» **AVAILABLE DATA**
··········
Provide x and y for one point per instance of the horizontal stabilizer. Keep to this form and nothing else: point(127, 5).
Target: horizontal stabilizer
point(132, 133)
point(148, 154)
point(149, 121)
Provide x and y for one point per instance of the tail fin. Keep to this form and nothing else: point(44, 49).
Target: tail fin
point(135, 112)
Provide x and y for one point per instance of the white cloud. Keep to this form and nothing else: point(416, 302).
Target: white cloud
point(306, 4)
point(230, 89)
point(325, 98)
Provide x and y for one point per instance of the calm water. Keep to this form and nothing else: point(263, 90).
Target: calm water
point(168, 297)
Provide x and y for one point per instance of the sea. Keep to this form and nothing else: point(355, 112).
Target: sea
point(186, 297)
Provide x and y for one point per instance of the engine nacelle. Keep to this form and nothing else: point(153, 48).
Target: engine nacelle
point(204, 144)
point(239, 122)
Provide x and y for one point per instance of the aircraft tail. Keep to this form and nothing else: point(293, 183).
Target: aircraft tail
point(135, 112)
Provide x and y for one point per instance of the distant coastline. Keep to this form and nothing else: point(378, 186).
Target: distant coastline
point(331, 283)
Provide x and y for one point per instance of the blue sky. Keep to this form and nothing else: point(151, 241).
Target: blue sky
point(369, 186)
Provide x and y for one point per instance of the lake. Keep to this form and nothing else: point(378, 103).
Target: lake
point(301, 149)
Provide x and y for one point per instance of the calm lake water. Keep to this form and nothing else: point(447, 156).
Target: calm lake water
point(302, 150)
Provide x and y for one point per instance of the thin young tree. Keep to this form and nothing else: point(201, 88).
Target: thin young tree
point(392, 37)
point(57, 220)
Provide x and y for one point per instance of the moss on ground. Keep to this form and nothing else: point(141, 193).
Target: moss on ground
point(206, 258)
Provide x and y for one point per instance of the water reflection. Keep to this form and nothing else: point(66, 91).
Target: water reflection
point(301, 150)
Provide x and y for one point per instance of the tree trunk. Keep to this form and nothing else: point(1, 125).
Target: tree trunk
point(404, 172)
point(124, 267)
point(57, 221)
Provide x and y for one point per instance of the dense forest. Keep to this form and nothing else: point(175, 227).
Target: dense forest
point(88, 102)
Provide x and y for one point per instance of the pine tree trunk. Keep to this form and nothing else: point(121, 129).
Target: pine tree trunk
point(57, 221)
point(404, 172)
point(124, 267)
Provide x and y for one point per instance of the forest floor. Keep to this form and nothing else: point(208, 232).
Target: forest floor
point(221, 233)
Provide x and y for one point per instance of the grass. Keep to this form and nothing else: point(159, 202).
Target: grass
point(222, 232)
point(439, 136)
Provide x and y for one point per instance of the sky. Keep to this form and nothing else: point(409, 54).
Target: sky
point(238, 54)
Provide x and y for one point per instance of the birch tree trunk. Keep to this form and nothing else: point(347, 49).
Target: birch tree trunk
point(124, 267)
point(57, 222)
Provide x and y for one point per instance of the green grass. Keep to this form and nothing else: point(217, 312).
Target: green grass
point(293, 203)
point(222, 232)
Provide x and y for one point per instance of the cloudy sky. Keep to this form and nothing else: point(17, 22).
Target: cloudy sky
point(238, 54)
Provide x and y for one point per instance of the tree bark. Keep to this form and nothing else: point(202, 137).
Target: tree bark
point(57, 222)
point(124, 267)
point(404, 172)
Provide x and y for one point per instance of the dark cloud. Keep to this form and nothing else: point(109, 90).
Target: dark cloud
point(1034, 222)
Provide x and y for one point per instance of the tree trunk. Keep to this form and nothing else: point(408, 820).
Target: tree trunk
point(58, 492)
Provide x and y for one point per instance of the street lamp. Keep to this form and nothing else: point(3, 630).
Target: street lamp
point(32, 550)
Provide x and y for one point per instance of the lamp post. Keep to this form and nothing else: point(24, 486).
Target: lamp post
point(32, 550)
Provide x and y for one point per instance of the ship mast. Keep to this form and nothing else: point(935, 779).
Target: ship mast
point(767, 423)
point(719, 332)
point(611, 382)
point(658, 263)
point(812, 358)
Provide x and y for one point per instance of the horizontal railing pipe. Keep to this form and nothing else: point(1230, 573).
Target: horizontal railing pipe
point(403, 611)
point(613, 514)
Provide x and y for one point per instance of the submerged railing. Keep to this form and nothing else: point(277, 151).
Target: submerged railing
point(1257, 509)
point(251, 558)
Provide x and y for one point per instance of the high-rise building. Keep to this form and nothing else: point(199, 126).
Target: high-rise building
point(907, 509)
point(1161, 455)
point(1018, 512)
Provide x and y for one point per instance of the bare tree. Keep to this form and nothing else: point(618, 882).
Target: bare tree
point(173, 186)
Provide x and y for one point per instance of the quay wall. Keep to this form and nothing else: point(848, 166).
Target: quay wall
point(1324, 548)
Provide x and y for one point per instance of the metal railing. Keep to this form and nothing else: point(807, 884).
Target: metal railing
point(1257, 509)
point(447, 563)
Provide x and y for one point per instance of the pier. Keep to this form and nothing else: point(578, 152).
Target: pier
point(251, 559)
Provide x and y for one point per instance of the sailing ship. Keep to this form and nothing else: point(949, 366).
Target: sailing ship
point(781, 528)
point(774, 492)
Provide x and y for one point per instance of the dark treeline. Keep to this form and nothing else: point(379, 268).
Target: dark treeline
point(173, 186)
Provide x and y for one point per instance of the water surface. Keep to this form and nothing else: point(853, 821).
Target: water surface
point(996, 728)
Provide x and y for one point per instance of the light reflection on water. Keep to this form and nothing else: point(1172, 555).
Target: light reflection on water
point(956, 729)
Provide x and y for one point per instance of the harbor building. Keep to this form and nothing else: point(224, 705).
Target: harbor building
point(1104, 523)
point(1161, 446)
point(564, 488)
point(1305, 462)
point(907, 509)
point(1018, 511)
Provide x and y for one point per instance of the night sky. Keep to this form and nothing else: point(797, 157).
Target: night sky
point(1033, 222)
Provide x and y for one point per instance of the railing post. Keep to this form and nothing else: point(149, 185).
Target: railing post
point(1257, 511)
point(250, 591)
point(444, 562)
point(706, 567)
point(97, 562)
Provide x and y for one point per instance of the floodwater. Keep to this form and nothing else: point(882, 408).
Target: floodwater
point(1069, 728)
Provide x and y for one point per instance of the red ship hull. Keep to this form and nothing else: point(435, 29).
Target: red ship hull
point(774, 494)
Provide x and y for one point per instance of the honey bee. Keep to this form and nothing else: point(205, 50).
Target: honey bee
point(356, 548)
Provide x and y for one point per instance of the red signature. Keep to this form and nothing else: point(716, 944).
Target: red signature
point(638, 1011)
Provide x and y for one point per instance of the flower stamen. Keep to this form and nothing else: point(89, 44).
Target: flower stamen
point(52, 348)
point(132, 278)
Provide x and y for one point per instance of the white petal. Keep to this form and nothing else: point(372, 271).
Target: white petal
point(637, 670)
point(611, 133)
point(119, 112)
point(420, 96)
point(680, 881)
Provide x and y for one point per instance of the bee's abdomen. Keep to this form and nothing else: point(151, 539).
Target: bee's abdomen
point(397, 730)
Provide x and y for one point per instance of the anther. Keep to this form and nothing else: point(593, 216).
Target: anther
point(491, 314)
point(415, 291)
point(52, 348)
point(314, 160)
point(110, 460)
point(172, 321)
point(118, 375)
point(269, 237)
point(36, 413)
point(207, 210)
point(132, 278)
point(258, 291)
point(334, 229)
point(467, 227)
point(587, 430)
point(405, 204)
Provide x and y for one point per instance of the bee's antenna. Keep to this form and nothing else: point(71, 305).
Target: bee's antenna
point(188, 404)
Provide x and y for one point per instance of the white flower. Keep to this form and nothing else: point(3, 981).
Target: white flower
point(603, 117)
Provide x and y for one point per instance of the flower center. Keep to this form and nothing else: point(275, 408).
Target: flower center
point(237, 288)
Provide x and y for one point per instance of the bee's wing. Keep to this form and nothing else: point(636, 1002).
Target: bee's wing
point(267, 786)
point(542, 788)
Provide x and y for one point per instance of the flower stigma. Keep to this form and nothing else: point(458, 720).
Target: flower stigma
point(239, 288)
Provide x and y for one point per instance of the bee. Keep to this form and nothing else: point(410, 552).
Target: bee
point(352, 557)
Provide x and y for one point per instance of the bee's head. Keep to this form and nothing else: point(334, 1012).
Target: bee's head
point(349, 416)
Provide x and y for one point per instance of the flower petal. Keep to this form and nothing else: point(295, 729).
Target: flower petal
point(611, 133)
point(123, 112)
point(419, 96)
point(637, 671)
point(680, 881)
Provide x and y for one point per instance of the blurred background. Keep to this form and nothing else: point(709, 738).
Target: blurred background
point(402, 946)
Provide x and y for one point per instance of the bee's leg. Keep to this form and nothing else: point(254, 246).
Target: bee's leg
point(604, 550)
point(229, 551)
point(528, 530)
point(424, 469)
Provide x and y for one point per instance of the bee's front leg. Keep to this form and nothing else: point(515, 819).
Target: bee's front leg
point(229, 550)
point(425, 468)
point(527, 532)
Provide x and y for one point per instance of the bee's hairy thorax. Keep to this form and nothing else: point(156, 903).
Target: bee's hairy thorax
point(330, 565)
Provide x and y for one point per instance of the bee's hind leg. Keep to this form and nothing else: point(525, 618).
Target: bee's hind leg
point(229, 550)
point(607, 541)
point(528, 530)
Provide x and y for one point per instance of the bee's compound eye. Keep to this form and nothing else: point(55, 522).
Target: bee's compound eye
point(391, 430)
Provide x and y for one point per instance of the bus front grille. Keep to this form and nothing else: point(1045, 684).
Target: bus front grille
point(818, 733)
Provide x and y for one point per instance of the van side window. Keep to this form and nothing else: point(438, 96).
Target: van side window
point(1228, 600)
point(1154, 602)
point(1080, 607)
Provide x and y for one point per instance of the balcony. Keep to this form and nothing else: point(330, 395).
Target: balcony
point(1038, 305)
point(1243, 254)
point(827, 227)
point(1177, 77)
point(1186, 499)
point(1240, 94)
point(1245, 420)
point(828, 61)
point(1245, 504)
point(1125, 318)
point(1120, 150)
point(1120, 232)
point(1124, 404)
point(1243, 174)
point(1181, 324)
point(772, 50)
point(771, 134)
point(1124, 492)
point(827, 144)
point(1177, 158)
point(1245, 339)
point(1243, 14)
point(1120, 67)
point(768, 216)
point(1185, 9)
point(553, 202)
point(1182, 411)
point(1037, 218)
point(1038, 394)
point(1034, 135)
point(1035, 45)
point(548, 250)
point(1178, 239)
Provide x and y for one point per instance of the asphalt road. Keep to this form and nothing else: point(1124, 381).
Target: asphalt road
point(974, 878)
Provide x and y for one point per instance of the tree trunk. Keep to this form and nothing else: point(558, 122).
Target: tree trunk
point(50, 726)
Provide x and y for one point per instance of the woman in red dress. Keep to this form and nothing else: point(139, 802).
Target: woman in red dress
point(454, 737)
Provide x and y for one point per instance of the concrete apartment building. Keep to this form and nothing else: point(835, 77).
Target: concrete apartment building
··········
» **STATED GOAL**
Rewrite the stretch of the listing from the line containing "else: point(379, 268)." through the line containing "point(956, 729)", including every request line, and scale each point coordinate in the answers by 0.3, rounding to whole numbers with halves going up. Leave the requests and their sample points unchanged.

» **FINISHED ANSWER**
Provide x and y for one point per instance of the dark treeline. Keep to this form and nothing else: point(379, 268).
Target: dark treeline
point(52, 56)
Provide x and y for one point per instance of the water surface. Keep to this form and nothing else: point(853, 821).
Target: water surface
point(299, 218)
Provide x and y for one point per instance of the light reflection on water. Keep to this form and nothing else: point(1172, 555).
Target: light reflection on water
point(287, 219)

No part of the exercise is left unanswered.